Give back exactly the lines of the data below, starting with the line that has "Target: fender flare" and going on through the line that has "Annotation task — tag each instance of the palm".

═════ Data to process

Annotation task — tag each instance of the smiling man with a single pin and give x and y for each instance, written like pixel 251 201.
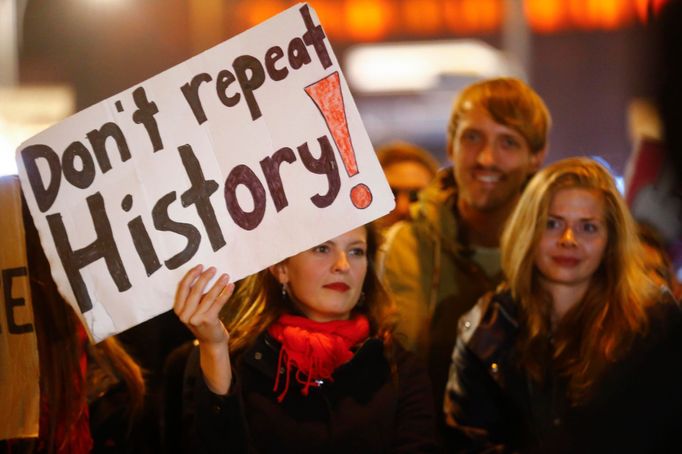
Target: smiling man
pixel 446 256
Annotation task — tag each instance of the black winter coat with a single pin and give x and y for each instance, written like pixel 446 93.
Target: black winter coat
pixel 492 406
pixel 362 410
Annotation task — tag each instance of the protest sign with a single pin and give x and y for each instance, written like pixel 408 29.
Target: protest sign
pixel 19 366
pixel 238 158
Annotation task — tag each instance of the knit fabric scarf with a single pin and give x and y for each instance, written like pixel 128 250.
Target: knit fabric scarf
pixel 315 349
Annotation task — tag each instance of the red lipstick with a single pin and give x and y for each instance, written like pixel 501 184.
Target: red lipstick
pixel 337 286
pixel 566 261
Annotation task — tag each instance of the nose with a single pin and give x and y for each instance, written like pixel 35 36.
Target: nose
pixel 341 264
pixel 486 155
pixel 567 238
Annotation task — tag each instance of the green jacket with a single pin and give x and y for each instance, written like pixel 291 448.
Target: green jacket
pixel 434 280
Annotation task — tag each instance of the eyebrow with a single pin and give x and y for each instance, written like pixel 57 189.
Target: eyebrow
pixel 581 219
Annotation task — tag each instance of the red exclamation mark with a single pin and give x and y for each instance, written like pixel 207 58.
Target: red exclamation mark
pixel 327 96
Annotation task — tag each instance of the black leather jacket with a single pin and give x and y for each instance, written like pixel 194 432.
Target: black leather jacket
pixel 491 406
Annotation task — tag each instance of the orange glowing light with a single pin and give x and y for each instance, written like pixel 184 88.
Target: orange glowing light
pixel 330 13
pixel 473 16
pixel 256 12
pixel 368 20
pixel 489 14
pixel 545 16
pixel 422 16
pixel 606 14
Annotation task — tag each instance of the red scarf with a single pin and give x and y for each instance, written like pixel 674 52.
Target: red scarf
pixel 315 349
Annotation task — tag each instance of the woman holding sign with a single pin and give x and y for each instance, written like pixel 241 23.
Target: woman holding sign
pixel 579 351
pixel 306 361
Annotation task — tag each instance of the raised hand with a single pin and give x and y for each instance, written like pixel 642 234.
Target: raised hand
pixel 199 311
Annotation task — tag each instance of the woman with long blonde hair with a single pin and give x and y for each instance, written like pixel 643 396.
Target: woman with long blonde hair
pixel 548 362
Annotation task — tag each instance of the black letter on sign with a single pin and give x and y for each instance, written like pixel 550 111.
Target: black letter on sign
pixel 165 224
pixel 143 244
pixel 79 178
pixel 145 114
pixel 199 194
pixel 191 92
pixel 10 303
pixel 270 166
pixel 315 36
pixel 271 56
pixel 243 175
pixel 325 165
pixel 298 54
pixel 241 65
pixel 225 78
pixel 104 247
pixel 98 140
pixel 45 196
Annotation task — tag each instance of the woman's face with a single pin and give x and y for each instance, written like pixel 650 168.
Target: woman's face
pixel 325 282
pixel 573 241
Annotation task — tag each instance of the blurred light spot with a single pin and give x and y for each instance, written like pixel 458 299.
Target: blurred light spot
pixel 368 20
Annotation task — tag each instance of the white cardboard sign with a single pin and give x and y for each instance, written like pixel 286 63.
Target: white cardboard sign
pixel 238 158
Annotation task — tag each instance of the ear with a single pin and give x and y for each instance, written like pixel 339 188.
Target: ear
pixel 536 160
pixel 280 272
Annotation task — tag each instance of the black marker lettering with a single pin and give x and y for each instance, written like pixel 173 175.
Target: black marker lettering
pixel 45 196
pixel 164 223
pixel 145 114
pixel 191 92
pixel 270 166
pixel 8 276
pixel 104 247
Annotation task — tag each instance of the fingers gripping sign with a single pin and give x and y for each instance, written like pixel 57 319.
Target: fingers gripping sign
pixel 200 309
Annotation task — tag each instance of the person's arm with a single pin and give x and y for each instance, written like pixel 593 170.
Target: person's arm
pixel 415 423
pixel 473 406
pixel 200 311
pixel 401 268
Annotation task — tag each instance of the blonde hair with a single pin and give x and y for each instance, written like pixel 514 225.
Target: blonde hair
pixel 601 327
pixel 509 102
pixel 258 302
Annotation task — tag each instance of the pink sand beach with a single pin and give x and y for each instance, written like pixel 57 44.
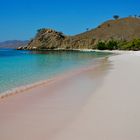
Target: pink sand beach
pixel 100 102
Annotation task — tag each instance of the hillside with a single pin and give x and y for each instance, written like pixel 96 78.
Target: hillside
pixel 122 29
pixel 13 44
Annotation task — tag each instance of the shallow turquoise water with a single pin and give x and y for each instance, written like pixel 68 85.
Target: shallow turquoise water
pixel 18 68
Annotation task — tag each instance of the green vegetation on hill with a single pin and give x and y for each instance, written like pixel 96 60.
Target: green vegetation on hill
pixel 120 33
pixel 119 45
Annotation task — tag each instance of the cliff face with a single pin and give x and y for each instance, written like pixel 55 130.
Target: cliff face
pixel 121 29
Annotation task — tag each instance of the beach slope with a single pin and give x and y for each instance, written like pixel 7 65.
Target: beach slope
pixel 101 103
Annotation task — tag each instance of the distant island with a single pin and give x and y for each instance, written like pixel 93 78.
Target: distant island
pixel 117 34
pixel 13 44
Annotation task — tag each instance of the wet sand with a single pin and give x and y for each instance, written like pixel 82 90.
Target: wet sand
pixel 99 103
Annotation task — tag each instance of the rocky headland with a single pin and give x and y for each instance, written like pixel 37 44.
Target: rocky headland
pixel 124 29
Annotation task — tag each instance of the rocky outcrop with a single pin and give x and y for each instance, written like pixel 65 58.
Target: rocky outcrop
pixel 121 29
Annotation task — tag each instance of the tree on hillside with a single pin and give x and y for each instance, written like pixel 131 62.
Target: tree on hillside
pixel 116 17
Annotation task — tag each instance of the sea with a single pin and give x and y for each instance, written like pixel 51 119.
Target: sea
pixel 20 68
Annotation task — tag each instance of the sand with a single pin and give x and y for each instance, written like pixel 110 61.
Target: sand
pixel 100 103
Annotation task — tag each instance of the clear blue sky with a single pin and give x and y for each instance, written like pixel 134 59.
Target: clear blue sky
pixel 19 19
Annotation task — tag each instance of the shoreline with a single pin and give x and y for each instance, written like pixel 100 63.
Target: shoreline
pixel 100 103
pixel 71 72
pixel 42 82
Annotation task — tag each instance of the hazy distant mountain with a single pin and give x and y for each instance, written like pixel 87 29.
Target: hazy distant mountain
pixel 13 44
pixel 121 29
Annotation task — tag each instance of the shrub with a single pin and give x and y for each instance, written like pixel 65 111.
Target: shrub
pixel 101 45
pixel 112 45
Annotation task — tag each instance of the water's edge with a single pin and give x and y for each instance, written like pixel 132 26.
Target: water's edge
pixel 70 73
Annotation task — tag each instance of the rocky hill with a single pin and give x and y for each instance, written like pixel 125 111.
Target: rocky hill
pixel 120 29
pixel 13 44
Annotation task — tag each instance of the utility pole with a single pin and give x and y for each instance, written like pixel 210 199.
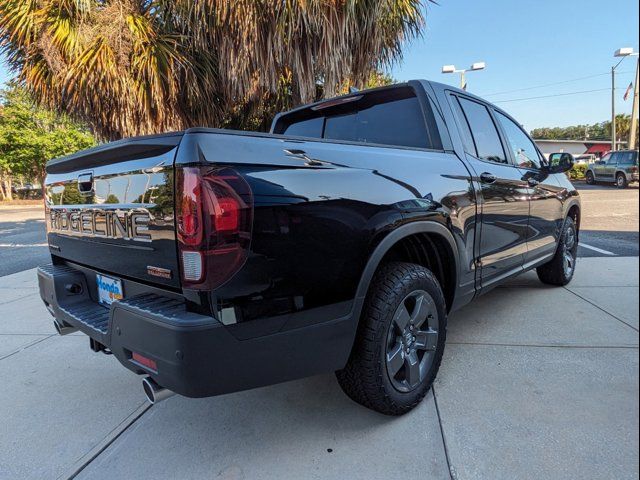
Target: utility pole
pixel 613 108
pixel 634 112
pixel 622 52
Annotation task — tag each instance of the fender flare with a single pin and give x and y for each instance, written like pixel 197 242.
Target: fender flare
pixel 424 226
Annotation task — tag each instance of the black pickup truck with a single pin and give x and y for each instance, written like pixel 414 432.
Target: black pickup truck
pixel 212 261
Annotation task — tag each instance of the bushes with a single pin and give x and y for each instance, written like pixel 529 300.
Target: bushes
pixel 578 171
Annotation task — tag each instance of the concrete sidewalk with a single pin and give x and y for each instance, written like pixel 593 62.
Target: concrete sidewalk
pixel 537 382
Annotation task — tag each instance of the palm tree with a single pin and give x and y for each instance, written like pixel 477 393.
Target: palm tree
pixel 131 67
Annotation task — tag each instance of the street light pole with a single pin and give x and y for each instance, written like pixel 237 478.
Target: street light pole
pixel 621 52
pixel 634 110
pixel 613 108
pixel 463 82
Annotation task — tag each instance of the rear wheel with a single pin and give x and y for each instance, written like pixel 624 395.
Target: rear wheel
pixel 621 180
pixel 400 340
pixel 590 178
pixel 559 271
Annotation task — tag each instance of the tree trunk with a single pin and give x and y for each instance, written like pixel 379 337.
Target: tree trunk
pixel 5 188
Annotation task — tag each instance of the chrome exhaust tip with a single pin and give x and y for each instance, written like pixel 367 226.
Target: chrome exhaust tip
pixel 154 392
pixel 63 328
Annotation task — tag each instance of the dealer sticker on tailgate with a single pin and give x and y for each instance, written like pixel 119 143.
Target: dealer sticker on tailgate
pixel 109 289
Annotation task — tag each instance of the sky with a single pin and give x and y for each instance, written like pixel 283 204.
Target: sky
pixel 528 44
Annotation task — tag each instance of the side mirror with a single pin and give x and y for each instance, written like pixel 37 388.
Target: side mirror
pixel 560 162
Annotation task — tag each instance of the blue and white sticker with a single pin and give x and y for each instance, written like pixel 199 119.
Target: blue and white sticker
pixel 109 289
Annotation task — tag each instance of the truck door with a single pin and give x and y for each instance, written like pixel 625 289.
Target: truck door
pixel 504 203
pixel 545 207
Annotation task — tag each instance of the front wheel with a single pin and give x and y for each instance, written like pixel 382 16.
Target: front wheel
pixel 621 181
pixel 400 340
pixel 560 270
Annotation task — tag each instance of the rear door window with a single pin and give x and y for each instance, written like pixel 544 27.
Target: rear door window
pixel 523 150
pixel 627 158
pixel 485 135
pixel 399 122
pixel 307 128
pixel 387 117
pixel 465 131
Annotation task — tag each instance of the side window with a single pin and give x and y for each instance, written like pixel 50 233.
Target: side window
pixel 465 131
pixel 398 122
pixel 484 132
pixel 522 147
pixel 306 128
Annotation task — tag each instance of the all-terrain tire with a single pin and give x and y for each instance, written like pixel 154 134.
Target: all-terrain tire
pixel 556 272
pixel 366 378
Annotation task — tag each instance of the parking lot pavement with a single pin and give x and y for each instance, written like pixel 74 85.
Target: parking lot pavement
pixel 22 238
pixel 537 382
pixel 609 223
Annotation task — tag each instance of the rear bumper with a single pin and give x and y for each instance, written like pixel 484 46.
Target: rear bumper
pixel 196 355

══════════

Response area:
Target: fender flare
pixel 424 226
Annotation task — tag each instance of the black pickup truck with a single pin and give x and y for each instance, written like pixel 414 432.
Target: black pickup truck
pixel 212 261
Annotation task — tag each instance of the bushes with a single pin and give x and y for each instance, written like pixel 529 300.
Target: bushes
pixel 578 171
Annotation task — tag each instance of the concrete sidewalk with a single pin and give x and y for each instance, written like pixel 593 62.
Target: concrete sidewalk
pixel 537 382
Annotation task — tag each instance of the palm tree with a single pin and give x and y for each instance, written like pixel 477 393.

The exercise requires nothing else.